◆ **Problem requirements**:
In the entries below, filter for the word "earns" and copy every matching line.

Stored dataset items
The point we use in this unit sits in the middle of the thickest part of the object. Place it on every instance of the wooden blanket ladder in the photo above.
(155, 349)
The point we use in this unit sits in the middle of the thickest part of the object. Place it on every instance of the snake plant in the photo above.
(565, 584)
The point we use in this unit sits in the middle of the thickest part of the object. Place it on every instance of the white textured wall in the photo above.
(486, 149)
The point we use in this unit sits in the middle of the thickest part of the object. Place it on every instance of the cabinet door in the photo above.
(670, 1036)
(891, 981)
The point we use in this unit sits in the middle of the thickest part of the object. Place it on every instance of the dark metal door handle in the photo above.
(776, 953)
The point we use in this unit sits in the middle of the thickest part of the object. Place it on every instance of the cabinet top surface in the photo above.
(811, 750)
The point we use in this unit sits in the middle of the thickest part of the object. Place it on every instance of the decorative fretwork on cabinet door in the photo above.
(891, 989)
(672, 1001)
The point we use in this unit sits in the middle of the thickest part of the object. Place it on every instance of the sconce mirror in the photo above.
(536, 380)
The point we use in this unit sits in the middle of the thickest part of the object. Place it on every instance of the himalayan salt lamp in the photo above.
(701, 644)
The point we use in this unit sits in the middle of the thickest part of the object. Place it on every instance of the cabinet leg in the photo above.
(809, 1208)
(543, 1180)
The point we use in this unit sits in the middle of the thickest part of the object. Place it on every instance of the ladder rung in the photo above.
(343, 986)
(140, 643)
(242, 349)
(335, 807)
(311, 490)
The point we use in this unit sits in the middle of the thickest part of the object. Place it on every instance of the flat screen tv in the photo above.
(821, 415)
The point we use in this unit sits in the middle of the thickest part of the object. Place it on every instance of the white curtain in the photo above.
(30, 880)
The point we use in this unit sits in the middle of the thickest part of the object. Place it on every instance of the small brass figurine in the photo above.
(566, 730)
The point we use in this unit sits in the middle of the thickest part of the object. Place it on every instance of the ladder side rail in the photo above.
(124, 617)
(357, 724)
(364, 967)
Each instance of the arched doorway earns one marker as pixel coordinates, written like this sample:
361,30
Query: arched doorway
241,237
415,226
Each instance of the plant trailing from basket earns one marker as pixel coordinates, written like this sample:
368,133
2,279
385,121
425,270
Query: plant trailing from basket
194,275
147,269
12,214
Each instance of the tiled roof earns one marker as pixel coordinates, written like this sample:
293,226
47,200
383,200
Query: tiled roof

◆ **Result of this task**:
Each instance of the arched doorway earns one marker as pixel coordinates, written like this sample:
Each instance of the plant trailing from basket earns one marker as pixel coordinates, written like this sample:
Each instance of the tiled roof earns one marker as pixel coordinates, written like this sample:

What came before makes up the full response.